◆ **EXERCISE TASKS**
1/ In the statistics lesson on Type I and Type II errors, what plain name does it give a Type II error?
2/ Please carry on the statistics lesson on Type I and Type II errors, picking up after its final line.

◆ **DOCUMENT PASSAGE**
AI Basics with AK

Season 03 - Introduction to Statistics

Arun Koundinya Parasa

Episode 11 - Type I & Type II Errors and One-Sample Tests

Recap: Episode 10 — Hypothesis Testing

Concept	What It Means
H₀ (Null Hypothesis)	The default claim — nothing changed
H₁ (Alternative)	The interesting claim — something did change
p-value	Probability of seeing this data if H₀ were true
α (significance level)	Our threshold — usually 0.05
Decision Rule	p < α → Reject H₀

Last episode we learned how to test. This episode we ask: what if we got it wrong?

Every Decision Has a Risk

The Problem

When we reject or fail to reject H₀ —

we are making a decision under uncertainty.

We never see the full truth.

We only see a sample.

And samples can mislead us.

So two kinds of mistakes are always possible.

The Two Mistakes

Type I Error Rejecting H₀ when it is actually true.

A false alarm.

Type II Error Failing to reject H₀ when it is actually false.

A missed signal.

Both are costly — just in different ways.

The Error Matrix

	H₀ is True	H₀ is False
Reject H₀	❌ Type I Error (α)	✅ Correct — True Positive
Fail to Reject H₀	✅ Correct — True Negative	❌ Type II Error (β)

α = P(Type I Error) = significance level you chose
β = P(Type II Error) = depends on effect size, sample size, α

You control α directly. β is influenced — not directly set.

Real World Cost of Each Error

Type I Error — False Alarm

Medical trial: Drug actually does nothing — but your test says it works.

→ Patients receive an ineffective drug

Quality control: Machine is fine — but test flags it as faulty.

→ Production shuts down unnecessarily

Cost: Acting on something that isn’t real.

Type II Error — Missed Signal

Medical trial: Drug actually works — but your test misses it.

→ A beneficial treatment is never approved

Quality control: Machine is broken — but test says it’s fine.

→ Defective products reach customers

Cost: Failing to act when you should have.

◆ **EXCERPTED DATA**
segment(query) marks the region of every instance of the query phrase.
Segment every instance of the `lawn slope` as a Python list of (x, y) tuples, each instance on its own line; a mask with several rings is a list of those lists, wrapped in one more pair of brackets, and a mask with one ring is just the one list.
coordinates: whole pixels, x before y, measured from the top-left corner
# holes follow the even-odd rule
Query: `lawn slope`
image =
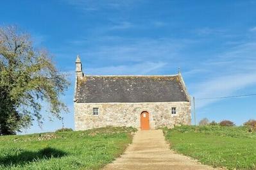
[(1, 169), (94, 169), (111, 162), (132, 142), (135, 129), (0, 136)]
[(164, 132), (171, 149), (204, 164), (256, 169), (256, 134), (245, 127), (182, 126)]

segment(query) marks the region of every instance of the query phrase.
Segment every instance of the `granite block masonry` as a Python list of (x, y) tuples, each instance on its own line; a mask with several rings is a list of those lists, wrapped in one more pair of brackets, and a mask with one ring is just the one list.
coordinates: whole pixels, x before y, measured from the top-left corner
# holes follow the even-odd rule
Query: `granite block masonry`
[(191, 102), (180, 73), (173, 75), (85, 75), (78, 56), (74, 92), (76, 130), (107, 126), (149, 128), (191, 125)]

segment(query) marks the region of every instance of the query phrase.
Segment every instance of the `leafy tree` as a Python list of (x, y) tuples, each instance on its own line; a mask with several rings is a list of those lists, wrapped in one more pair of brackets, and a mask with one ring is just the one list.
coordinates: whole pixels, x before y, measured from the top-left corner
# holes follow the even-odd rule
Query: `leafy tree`
[(248, 128), (248, 131), (252, 132), (252, 131), (256, 131), (256, 120), (249, 120), (246, 122), (244, 123), (244, 126)]
[(203, 118), (198, 123), (199, 125), (203, 126), (209, 124), (209, 120), (207, 118)]
[(213, 120), (212, 122), (209, 123), (209, 125), (216, 126), (218, 125), (218, 123)]
[(14, 26), (0, 27), (0, 135), (14, 134), (42, 123), (42, 104), (58, 118), (67, 112), (60, 96), (69, 82), (44, 50), (33, 47), (30, 36)]
[(219, 122), (219, 125), (221, 127), (234, 127), (235, 126), (235, 123), (233, 121), (230, 120), (223, 120)]

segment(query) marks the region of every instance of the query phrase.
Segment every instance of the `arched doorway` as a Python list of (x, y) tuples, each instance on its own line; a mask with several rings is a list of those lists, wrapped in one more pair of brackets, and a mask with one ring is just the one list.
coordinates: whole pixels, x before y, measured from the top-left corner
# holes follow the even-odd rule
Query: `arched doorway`
[(141, 114), (141, 129), (149, 129), (149, 114), (148, 112), (142, 112)]

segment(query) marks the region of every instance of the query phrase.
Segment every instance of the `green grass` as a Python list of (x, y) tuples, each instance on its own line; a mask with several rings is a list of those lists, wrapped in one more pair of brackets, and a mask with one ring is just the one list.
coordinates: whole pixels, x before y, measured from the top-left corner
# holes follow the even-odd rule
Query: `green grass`
[(133, 128), (0, 136), (1, 169), (95, 169), (132, 142)]
[(256, 133), (246, 127), (182, 126), (164, 132), (171, 149), (204, 164), (256, 169)]

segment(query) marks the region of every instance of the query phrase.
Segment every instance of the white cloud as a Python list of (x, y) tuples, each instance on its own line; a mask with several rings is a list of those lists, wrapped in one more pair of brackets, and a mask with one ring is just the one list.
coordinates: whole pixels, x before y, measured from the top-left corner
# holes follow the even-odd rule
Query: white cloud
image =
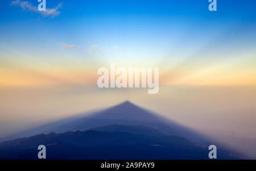
[(90, 47), (90, 48), (89, 49), (89, 50), (90, 51), (101, 51), (102, 49), (100, 48), (100, 45), (93, 45)]
[(51, 16), (53, 18), (60, 14), (60, 11), (59, 9), (61, 7), (62, 3), (59, 3), (55, 9), (47, 9), (45, 11), (39, 11), (38, 7), (33, 6), (28, 1), (22, 1), (20, 0), (13, 1), (11, 2), (11, 5), (20, 6), (24, 11), (32, 11), (36, 13), (40, 14), (42, 16)]
[(67, 44), (65, 43), (62, 43), (61, 46), (64, 49), (73, 49), (74, 48), (76, 48), (77, 46), (75, 44)]
[(117, 47), (117, 46), (113, 46), (113, 47), (112, 47), (111, 48), (112, 48), (112, 49), (118, 49), (118, 47)]

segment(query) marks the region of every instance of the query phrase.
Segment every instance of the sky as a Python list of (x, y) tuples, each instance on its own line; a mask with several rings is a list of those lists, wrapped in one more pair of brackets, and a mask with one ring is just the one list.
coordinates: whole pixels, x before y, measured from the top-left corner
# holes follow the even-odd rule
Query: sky
[(161, 85), (255, 85), (256, 2), (0, 1), (0, 85), (95, 85), (159, 67)]
[[(255, 159), (255, 1), (37, 1), (0, 0), (0, 137), (129, 100)], [(159, 93), (98, 88), (110, 63)]]

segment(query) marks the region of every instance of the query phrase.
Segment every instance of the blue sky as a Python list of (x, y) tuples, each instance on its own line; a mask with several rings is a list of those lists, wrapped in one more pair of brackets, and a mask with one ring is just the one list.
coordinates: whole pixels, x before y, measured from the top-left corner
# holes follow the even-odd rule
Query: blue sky
[(255, 1), (218, 0), (217, 11), (207, 0), (46, 2), (55, 13), (37, 11), (36, 0), (0, 1), (1, 66), (96, 73), (115, 62), (161, 67), (163, 75), (256, 73)]

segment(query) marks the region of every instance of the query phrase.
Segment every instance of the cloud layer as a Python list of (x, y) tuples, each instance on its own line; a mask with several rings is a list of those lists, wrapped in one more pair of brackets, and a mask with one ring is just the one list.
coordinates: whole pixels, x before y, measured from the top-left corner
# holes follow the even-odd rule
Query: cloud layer
[(58, 5), (54, 9), (46, 8), (45, 11), (39, 11), (38, 9), (38, 7), (33, 6), (28, 1), (22, 1), (20, 0), (13, 1), (11, 3), (13, 6), (17, 6), (20, 7), (24, 11), (32, 11), (38, 14), (40, 14), (42, 16), (50, 16), (53, 18), (59, 15), (60, 11), (59, 9), (61, 7), (62, 3), (59, 3)]

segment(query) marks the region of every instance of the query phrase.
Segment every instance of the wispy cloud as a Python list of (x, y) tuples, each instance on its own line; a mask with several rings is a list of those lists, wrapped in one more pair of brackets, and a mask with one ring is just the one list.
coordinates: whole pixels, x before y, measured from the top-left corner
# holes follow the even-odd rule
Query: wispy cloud
[(90, 48), (89, 49), (90, 51), (101, 51), (102, 49), (100, 48), (100, 45), (93, 45), (90, 47)]
[(65, 43), (61, 44), (61, 47), (64, 49), (72, 49), (74, 48), (76, 48), (77, 46), (75, 44), (67, 44)]
[(117, 47), (117, 46), (113, 46), (113, 47), (111, 47), (111, 49), (116, 49), (118, 48), (118, 47)]
[(51, 16), (53, 18), (60, 14), (60, 11), (59, 9), (61, 7), (62, 3), (59, 3), (58, 5), (54, 9), (46, 9), (46, 11), (39, 11), (38, 7), (33, 6), (28, 1), (23, 1), (20, 0), (13, 1), (11, 2), (11, 5), (20, 7), (24, 11), (32, 11), (38, 14), (40, 14), (42, 16)]

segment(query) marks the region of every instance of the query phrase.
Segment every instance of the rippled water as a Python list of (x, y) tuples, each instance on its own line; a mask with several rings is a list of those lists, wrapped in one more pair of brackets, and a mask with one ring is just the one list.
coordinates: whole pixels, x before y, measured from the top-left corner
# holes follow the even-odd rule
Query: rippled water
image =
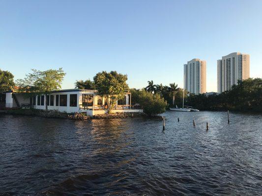
[(261, 195), (262, 115), (164, 115), (0, 116), (0, 195)]

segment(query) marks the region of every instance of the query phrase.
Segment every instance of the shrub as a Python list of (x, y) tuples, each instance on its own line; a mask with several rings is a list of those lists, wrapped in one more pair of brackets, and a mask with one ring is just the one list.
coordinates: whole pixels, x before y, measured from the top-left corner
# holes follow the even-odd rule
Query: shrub
[(153, 94), (144, 90), (131, 89), (131, 92), (132, 104), (139, 103), (147, 115), (162, 114), (166, 111), (167, 102), (159, 94)]

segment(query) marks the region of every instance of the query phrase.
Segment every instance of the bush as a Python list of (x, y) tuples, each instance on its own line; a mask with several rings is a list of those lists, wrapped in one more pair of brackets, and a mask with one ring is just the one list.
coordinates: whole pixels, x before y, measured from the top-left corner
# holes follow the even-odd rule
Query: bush
[(139, 103), (144, 112), (148, 116), (162, 114), (166, 111), (167, 102), (158, 94), (153, 94), (145, 90), (131, 89), (132, 104)]

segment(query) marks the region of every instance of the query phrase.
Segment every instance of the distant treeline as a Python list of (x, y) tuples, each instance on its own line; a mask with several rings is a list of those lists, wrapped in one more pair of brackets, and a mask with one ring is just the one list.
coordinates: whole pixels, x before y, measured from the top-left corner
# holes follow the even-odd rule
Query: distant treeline
[(262, 112), (262, 79), (238, 81), (231, 90), (219, 95), (190, 95), (185, 105), (200, 110)]

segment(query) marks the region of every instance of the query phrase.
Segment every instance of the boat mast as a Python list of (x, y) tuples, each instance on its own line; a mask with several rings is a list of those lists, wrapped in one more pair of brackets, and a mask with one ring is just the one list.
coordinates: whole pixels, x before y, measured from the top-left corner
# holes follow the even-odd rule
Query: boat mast
[(185, 89), (183, 91), (183, 106), (182, 108), (184, 108), (184, 97), (185, 97)]

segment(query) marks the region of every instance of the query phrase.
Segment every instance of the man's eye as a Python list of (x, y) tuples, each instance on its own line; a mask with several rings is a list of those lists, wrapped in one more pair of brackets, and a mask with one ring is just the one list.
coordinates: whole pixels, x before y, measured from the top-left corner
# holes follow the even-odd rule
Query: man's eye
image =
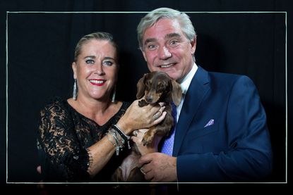
[(93, 63), (95, 63), (95, 61), (93, 60), (86, 60), (85, 63), (87, 64), (93, 64)]
[(155, 50), (157, 47), (155, 44), (150, 44), (147, 46), (148, 50), (153, 51)]
[(113, 62), (112, 61), (103, 61), (104, 65), (110, 66), (110, 65), (112, 65), (112, 64), (113, 64)]
[(178, 44), (179, 44), (179, 42), (177, 40), (172, 40), (169, 43), (170, 46), (177, 46), (177, 45), (178, 45)]

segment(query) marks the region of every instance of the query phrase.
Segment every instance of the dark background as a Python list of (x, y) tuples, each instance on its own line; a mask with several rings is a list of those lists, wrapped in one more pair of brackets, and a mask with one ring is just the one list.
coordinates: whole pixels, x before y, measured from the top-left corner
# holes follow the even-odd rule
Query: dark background
[[(286, 149), (289, 150), (290, 142), (288, 139), (287, 146), (286, 140), (292, 130), (292, 4), (289, 0), (176, 0), (165, 3), (157, 0), (0, 0), (1, 183), (6, 184), (7, 180), (6, 186), (13, 187), (14, 183), (36, 182), (40, 179), (35, 170), (39, 112), (50, 97), (71, 96), (71, 65), (74, 46), (83, 35), (95, 31), (107, 31), (114, 35), (121, 58), (117, 99), (128, 101), (135, 99), (136, 82), (148, 72), (138, 49), (136, 31), (145, 13), (138, 12), (165, 6), (181, 11), (205, 12), (188, 13), (198, 34), (198, 65), (210, 71), (246, 75), (253, 80), (267, 113), (274, 153), (273, 172), (265, 182), (273, 182), (273, 187), (286, 185), (284, 183), (290, 180), (286, 170), (287, 165), (290, 170), (286, 161)], [(25, 12), (6, 14), (6, 11)], [(60, 13), (63, 11), (104, 13)], [(287, 29), (286, 13), (275, 11), (287, 12)]]

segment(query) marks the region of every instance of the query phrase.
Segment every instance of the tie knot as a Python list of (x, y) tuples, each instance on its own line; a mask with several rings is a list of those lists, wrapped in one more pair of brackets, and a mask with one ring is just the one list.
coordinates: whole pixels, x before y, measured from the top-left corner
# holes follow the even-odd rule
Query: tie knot
[(175, 120), (177, 120), (177, 107), (176, 106), (175, 103), (174, 103), (173, 101), (171, 103), (171, 105), (172, 106), (172, 115), (173, 116), (173, 118)]

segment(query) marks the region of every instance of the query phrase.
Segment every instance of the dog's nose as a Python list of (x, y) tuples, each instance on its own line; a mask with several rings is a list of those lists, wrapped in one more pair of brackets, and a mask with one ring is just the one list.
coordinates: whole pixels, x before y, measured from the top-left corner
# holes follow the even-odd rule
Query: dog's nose
[(145, 100), (146, 100), (146, 101), (148, 101), (148, 102), (152, 102), (152, 101), (153, 101), (153, 96), (152, 95), (150, 95), (150, 96), (147, 96), (146, 97), (145, 97)]

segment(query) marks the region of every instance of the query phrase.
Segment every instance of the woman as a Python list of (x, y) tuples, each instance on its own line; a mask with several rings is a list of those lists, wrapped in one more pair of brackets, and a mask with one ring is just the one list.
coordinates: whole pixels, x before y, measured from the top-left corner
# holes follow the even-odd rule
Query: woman
[(128, 135), (162, 121), (165, 107), (114, 101), (118, 54), (109, 33), (82, 37), (72, 69), (73, 98), (55, 98), (41, 111), (37, 147), (44, 182), (110, 182)]

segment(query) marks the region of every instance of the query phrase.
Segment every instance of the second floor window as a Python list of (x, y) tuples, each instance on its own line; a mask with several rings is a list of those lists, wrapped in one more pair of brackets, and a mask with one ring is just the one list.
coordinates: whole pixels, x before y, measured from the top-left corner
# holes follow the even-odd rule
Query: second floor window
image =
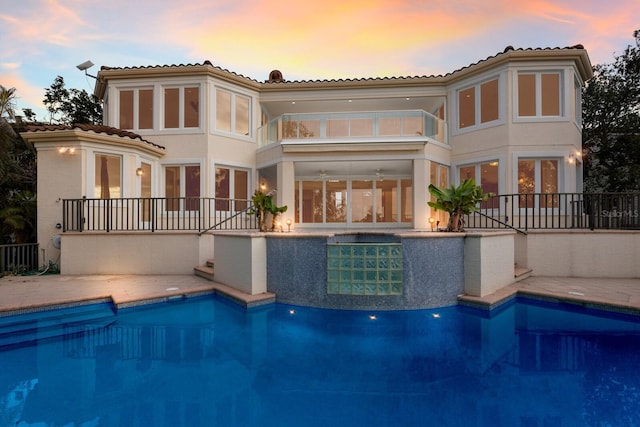
[(153, 129), (153, 89), (120, 90), (119, 127)]
[(465, 129), (500, 118), (498, 79), (468, 87), (458, 92), (458, 127)]
[(518, 116), (561, 116), (560, 86), (559, 72), (518, 74)]
[(200, 126), (200, 88), (198, 86), (164, 89), (164, 128)]
[(250, 136), (250, 98), (216, 89), (216, 130)]

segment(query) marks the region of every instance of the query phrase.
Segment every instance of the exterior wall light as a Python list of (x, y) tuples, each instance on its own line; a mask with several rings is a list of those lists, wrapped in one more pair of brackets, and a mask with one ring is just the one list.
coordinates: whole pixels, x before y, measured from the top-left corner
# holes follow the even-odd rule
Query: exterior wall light
[(76, 154), (75, 147), (58, 147), (58, 153), (60, 154)]

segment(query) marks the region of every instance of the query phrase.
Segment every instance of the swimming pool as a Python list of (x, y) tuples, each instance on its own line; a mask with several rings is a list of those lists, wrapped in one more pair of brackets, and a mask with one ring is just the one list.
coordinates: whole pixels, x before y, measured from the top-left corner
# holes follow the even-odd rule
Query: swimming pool
[(640, 319), (565, 308), (98, 305), (0, 347), (0, 425), (640, 425)]

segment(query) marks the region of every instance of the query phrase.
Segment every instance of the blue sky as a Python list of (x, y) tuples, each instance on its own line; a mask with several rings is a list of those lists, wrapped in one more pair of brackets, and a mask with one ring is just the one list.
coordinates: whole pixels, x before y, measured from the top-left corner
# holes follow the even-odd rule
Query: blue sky
[[(2, 0), (3, 2), (7, 0)], [(263, 81), (445, 74), (504, 50), (582, 44), (613, 62), (640, 29), (640, 1), (22, 0), (0, 8), (0, 84), (17, 112), (48, 121), (56, 76), (93, 90), (76, 65), (214, 65)]]

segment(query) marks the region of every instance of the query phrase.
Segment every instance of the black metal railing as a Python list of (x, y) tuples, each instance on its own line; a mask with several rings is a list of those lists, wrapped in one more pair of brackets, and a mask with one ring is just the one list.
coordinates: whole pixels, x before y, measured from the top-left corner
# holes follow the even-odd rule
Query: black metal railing
[(253, 202), (206, 197), (65, 199), (62, 231), (251, 230)]
[(38, 268), (38, 244), (0, 245), (0, 276), (22, 274)]
[(466, 228), (640, 229), (640, 193), (530, 193), (490, 197)]

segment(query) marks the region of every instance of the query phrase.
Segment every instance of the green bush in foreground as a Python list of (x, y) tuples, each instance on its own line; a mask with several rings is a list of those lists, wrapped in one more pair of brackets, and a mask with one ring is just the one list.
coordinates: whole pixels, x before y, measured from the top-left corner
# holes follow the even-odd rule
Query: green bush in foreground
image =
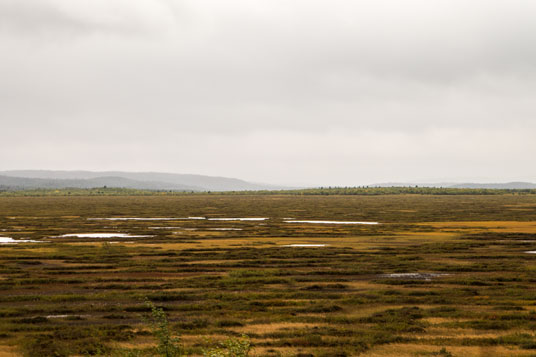
[[(158, 340), (158, 345), (149, 351), (128, 350), (119, 351), (119, 356), (142, 357), (182, 357), (188, 354), (181, 344), (180, 337), (172, 336), (169, 329), (169, 321), (164, 309), (156, 307), (150, 300), (146, 300), (145, 305), (150, 309), (150, 316), (144, 318), (144, 322), (149, 325), (153, 336)], [(220, 346), (203, 350), (205, 357), (247, 357), (251, 351), (251, 342), (246, 335), (241, 338), (228, 338)]]

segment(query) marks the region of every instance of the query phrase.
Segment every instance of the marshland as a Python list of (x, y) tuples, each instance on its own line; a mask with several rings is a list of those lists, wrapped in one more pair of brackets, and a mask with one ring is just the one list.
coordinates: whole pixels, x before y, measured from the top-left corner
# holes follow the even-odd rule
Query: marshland
[(191, 356), (536, 354), (533, 194), (15, 195), (0, 237), (2, 356), (156, 355), (148, 303)]

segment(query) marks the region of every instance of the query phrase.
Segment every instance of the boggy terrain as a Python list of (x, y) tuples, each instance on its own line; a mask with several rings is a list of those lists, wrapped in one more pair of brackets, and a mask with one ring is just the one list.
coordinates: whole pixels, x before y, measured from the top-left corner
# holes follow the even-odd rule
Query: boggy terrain
[(148, 350), (146, 299), (190, 355), (536, 355), (535, 195), (2, 197), (0, 237), (2, 356)]

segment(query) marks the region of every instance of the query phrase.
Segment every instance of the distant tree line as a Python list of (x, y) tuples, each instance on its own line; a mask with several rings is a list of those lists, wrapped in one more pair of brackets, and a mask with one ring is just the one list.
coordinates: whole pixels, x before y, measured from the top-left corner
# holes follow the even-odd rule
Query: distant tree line
[(10, 191), (2, 190), (2, 196), (179, 196), (179, 195), (534, 195), (536, 189), (489, 189), (489, 188), (443, 188), (443, 187), (319, 187), (298, 190), (261, 190), (261, 191), (168, 191), (138, 190), (129, 188), (64, 188), (31, 189)]

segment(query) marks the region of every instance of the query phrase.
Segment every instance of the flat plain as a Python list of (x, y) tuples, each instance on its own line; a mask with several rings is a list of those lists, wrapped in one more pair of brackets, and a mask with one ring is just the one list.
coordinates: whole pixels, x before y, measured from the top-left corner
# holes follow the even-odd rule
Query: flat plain
[(1, 197), (0, 237), (0, 356), (149, 348), (146, 299), (191, 355), (536, 356), (536, 195)]

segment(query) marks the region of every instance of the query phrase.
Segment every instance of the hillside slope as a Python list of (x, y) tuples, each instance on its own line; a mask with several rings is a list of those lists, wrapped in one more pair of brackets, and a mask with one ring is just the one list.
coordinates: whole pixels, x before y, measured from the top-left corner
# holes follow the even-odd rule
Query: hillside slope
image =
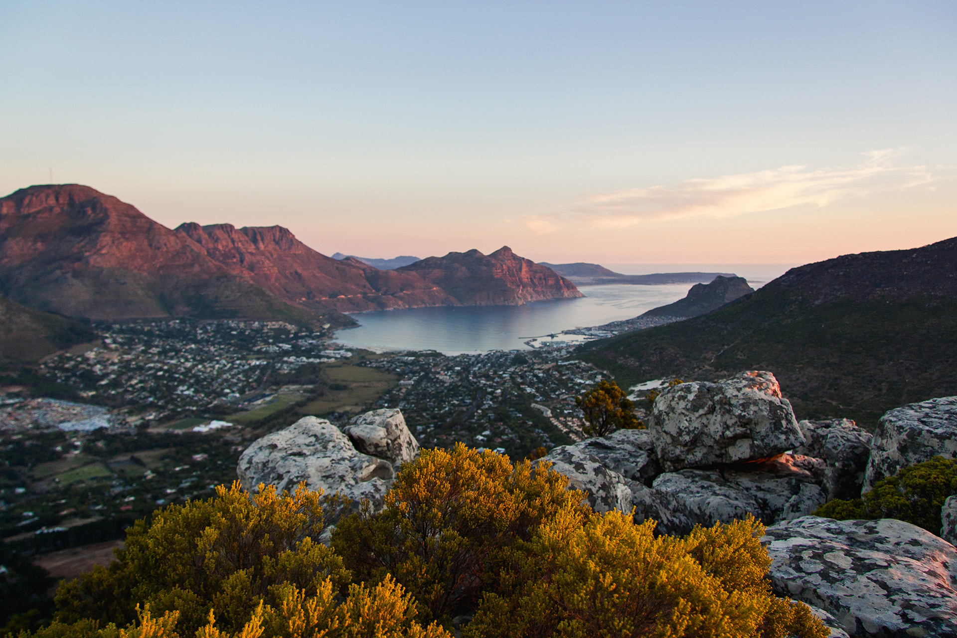
[(83, 323), (0, 297), (0, 365), (35, 362), (95, 339), (96, 333)]
[(800, 418), (957, 394), (957, 238), (794, 268), (707, 315), (592, 341), (620, 385), (771, 370)]
[(78, 185), (30, 187), (0, 198), (0, 292), (91, 319), (315, 321), (129, 204)]
[(683, 299), (652, 308), (642, 317), (698, 317), (721, 308), (725, 303), (750, 295), (754, 289), (739, 276), (719, 275), (711, 283), (696, 283)]
[(551, 269), (512, 253), (507, 246), (491, 254), (477, 250), (428, 257), (396, 269), (413, 273), (440, 287), (462, 305), (522, 305), (544, 299), (585, 297), (575, 284)]
[(182, 224), (176, 232), (202, 246), (233, 275), (315, 312), (457, 305), (414, 274), (381, 271), (354, 257), (327, 257), (281, 226)]

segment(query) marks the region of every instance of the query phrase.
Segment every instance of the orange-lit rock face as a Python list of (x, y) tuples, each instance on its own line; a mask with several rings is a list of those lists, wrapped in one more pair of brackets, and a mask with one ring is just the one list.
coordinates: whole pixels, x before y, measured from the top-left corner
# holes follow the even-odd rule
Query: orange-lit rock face
[(264, 318), (288, 314), (286, 304), (322, 314), (581, 297), (574, 284), (507, 248), (380, 271), (321, 254), (279, 226), (190, 223), (171, 231), (78, 185), (31, 187), (0, 199), (0, 291), (29, 306), (99, 319)]

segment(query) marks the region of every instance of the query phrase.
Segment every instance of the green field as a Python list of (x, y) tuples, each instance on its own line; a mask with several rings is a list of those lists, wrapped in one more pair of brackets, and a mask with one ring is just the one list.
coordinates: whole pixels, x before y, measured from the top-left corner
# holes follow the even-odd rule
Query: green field
[(201, 426), (209, 421), (209, 419), (199, 419), (196, 417), (189, 417), (187, 419), (180, 419), (176, 423), (167, 426), (169, 429), (192, 429), (196, 426)]
[(234, 423), (237, 426), (250, 425), (259, 421), (260, 419), (266, 418), (270, 414), (279, 411), (283, 407), (293, 405), (302, 398), (303, 395), (301, 394), (277, 394), (268, 404), (259, 406), (258, 407), (251, 409), (248, 412), (231, 414), (228, 418), (231, 423)]
[(56, 461), (40, 463), (33, 468), (32, 473), (38, 479), (49, 478), (51, 476), (61, 474), (64, 472), (81, 468), (84, 465), (92, 463), (96, 460), (96, 458), (88, 456), (87, 454), (71, 454)]
[(80, 481), (90, 481), (95, 478), (108, 478), (112, 475), (113, 473), (109, 468), (100, 462), (97, 462), (84, 465), (81, 468), (70, 470), (69, 472), (64, 472), (61, 474), (58, 474), (56, 478), (59, 479), (58, 483), (60, 487), (66, 487), (67, 485), (72, 485)]
[(325, 390), (325, 395), (299, 409), (301, 414), (323, 415), (336, 411), (359, 411), (398, 383), (395, 375), (370, 367), (331, 363), (323, 368), (330, 385), (345, 389)]

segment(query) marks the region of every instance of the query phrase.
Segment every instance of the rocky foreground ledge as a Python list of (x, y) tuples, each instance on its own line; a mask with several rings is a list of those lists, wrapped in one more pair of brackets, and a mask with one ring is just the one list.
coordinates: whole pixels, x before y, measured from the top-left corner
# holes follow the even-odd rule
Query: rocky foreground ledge
[[(957, 457), (955, 441), (957, 397), (891, 410), (871, 435), (846, 419), (798, 422), (774, 376), (750, 371), (669, 388), (648, 429), (555, 448), (542, 461), (595, 511), (634, 510), (637, 521), (658, 521), (658, 533), (758, 517), (775, 593), (812, 605), (832, 636), (957, 638), (957, 497), (945, 504), (944, 538), (894, 519), (810, 516), (901, 467)], [(380, 508), (417, 451), (397, 409), (344, 430), (305, 417), (250, 446), (238, 473), (247, 489), (305, 481)]]

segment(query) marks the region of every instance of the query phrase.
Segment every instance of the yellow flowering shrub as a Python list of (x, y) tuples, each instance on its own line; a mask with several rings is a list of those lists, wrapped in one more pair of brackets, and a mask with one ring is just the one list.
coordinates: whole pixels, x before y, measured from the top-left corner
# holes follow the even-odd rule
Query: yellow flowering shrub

◆ **ANSWER LIST**
1/ A missed signal.

2/
Visualizing the Two Errors

Red = Type I Error (false alarm). Blue = Type II Error (missed signal). The critical value separates the two decision zones.

The Trade-Off Between α and β

Lowering α (e.g., 0.01)

Fewer false alarms ✅
Harder to reject H₀
More missed signals ❌
β increases

Use when: False alarms are very costly.

Example: Approving a dangerous drug.

Raising α (e.g., 0.10)

More false alarms ❌
Easier to reject H₀
Fewer missed signals ✅
β decreases

Use when: Missing a real effect is very costly.

Example: Cancer screening.

Now We Test — One-Sample Tests

A one-sample test answers a simple question:

“Is the mean of my sample significantly different from a known or claimed value?”

Two tools depending on what you know:

Situation	Test to Use
σ (population std dev) is known	One-sample z-test
σ is unknown (use sample std dev s)	One-sample t-test

In practice, σ is almost never known.

→ t-test is what you’ll use most of the time.

z-test vs t-test — Quick Decision Guide

Question	Answer	Use
Is σ known?	Yes	z-test
Is σ known?	No	t-test
Is n large (≥ 30) and σ unknown?	Yes	t-test (z ≈ t at large n anyway)
Is n small and σ unknown?	Yes	t-test — especially important
Not sure?	Always	Default to t-test

The t-test was invented specifically because we rarely know σ in practice. It is the workhorse of one-sample testing.